### [記事]
+++
瀬古利彦が故障のため同大会を欠場することについて問われた中山は、実際には「僕なら這ってでも出ますけどね」と答えていた。報道はかなり脚色されたものではあったが、当時の中山に瀬古を非難する気持ちがまったくなかったと言えば嘘になる。


このとき、日本陸上競技連盟(陸連)は強化指定選手に対して、必ず福岡国際に出場するよう要請しており、同大会はソウル五輪代表を決める「一発選考の場」になるはずだった。


ところが、故障した瀬古が欠場を発表すると、陸連は瀬古のそれまでの実績を勘案し、福岡国際の3カ月後に行われるびわ湖毎日マラソンで好成績を収めれば、五輪代表に選出するとの意向を示した。


一本気な中山は、こうしたあやふやな判断が許せなかった。「一発選考と決めたのならば、陸連はその通りに遂行すべきで、どうしても五輪に出たいのならば、瀬古はケガを押してでも出場すればいい。出ないというならそれも運命と受け入れて、五輪出場を諦めるべきだ」というのが中山の本音だった。
+++
### [表示中の資料]
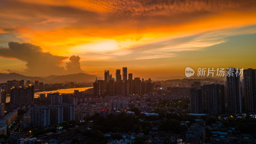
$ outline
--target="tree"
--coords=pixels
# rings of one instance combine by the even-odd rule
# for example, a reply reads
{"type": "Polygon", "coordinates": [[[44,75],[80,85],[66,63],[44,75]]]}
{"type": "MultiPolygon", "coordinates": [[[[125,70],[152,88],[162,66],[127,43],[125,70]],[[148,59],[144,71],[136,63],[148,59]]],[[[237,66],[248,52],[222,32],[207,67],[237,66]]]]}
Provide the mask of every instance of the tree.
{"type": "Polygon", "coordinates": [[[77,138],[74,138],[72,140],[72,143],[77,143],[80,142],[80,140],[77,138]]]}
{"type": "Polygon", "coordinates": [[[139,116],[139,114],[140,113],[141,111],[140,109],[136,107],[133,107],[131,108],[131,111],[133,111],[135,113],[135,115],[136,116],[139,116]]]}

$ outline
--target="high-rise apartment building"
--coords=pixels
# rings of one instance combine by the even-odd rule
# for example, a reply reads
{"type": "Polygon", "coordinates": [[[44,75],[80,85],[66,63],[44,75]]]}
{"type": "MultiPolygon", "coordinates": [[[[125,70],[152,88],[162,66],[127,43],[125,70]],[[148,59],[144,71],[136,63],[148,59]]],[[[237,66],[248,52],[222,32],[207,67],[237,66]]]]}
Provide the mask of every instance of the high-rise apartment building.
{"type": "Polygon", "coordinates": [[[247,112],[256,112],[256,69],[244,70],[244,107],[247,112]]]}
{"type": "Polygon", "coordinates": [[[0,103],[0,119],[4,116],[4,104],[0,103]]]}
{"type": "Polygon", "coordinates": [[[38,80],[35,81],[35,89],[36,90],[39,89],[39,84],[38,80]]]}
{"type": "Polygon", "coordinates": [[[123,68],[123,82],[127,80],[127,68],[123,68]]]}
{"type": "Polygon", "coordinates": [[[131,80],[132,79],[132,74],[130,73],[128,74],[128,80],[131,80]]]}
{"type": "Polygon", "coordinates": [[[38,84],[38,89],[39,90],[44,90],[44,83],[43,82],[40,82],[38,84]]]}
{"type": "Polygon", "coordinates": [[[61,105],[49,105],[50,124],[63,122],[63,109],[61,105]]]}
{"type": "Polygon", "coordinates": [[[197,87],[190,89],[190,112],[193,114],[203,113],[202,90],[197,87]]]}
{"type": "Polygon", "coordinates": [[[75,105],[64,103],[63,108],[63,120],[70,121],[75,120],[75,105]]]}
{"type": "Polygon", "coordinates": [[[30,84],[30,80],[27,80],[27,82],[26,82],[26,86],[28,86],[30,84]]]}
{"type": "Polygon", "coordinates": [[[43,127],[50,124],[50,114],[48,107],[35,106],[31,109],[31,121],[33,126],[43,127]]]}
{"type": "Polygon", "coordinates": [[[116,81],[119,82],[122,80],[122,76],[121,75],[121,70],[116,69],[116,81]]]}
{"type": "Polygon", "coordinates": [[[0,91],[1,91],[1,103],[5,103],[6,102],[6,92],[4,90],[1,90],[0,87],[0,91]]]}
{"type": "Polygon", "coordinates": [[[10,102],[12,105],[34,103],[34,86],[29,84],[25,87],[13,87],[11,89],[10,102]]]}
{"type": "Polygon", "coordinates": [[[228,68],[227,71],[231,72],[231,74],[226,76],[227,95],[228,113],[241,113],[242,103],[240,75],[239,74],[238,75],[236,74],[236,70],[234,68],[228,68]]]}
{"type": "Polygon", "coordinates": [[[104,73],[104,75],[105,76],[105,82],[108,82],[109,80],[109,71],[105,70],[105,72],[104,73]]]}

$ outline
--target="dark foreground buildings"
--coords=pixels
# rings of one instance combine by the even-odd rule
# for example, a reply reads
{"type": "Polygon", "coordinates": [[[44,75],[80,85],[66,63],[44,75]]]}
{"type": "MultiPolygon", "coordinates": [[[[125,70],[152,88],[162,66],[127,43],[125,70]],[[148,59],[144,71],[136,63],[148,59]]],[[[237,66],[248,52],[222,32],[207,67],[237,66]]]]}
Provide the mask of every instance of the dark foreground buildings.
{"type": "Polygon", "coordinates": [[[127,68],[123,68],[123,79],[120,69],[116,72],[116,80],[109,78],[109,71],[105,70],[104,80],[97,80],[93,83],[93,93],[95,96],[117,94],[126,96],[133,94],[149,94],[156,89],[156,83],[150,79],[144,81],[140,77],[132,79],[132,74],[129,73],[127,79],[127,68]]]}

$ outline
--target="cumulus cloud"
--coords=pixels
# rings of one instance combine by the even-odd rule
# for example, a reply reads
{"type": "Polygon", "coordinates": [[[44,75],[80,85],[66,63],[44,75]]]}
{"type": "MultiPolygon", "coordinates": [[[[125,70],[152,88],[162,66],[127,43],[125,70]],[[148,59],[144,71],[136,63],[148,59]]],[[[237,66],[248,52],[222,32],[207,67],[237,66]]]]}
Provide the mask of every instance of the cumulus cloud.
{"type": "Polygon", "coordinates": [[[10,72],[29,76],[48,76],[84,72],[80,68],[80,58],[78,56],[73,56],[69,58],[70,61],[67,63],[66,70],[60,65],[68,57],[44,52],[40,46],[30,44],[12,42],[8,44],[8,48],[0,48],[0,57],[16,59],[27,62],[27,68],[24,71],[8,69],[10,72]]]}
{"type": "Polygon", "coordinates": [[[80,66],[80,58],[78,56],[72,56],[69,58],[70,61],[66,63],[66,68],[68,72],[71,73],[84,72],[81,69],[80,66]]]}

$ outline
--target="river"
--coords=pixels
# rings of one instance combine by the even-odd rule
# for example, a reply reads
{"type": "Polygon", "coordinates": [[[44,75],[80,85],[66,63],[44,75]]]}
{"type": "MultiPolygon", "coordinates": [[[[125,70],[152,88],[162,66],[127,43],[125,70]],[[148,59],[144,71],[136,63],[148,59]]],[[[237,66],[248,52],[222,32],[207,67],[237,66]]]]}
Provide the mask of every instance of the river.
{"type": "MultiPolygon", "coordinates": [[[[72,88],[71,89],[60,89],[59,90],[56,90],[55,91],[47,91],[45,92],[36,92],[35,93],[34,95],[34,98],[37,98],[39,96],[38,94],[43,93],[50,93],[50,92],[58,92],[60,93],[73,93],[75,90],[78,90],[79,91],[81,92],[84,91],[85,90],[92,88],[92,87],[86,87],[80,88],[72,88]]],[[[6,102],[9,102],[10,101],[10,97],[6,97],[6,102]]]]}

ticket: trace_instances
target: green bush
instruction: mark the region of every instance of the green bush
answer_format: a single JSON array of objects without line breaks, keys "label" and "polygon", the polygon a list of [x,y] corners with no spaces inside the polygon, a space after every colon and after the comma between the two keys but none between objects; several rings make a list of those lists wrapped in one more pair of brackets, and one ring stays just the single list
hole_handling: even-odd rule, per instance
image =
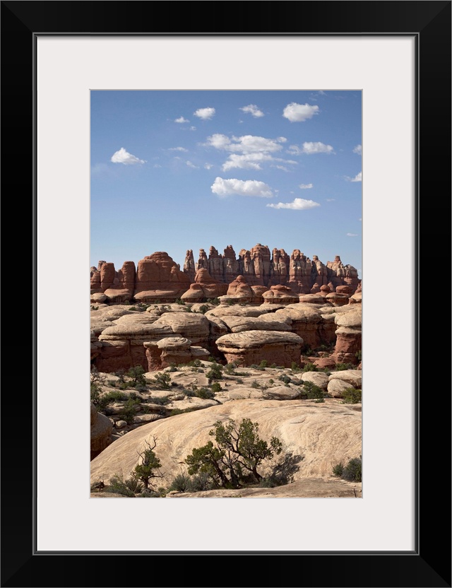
+++
### [課題一覧]
[1] 記事によると、びわ湖毎日マラソンは福岡国際の何カ月後に行われましたか。
[2] 記事に出てくる大会の名前をすべて挙げてください。
[3] 記事の「このとき、日本陸上競技連盟(陸連)は強化」から「というのが中山の本音だった。」までを、そのまま抜き出してください。

### [問題の解答]
[1] 3カ月後です。

[2] 福岡国際、ソウル五輪、びわ湖毎日マラソン

[3]
このとき、日本陸上競技連盟(陸連)は強化指定選手に対して、必ず福岡国際に出場するよう要請しており、同大会はソウル五輪代表を決める「一発選考の場」になるはずだった。


ところが、故障した瀬古が欠場を発表すると、陸連は瀬古のそれまでの実績を勘案し、福岡国際の3カ月後に行われるびわ湖毎日マラソンで好成績を収めれば、五輪代表に選出するとの意向を示した。


一本気な中山は、こうしたあやふやな判断が許せなかった。「一発選考と決めたのならば、陸連はその通りに遂行すべきで、どうしても五輪に出たいのならば、瀬古はケガを押してでも出場すればいい。出ないというならそれも運命と受け入れて、五輪出場を諦めるべきだ」というのが中山の本音だった。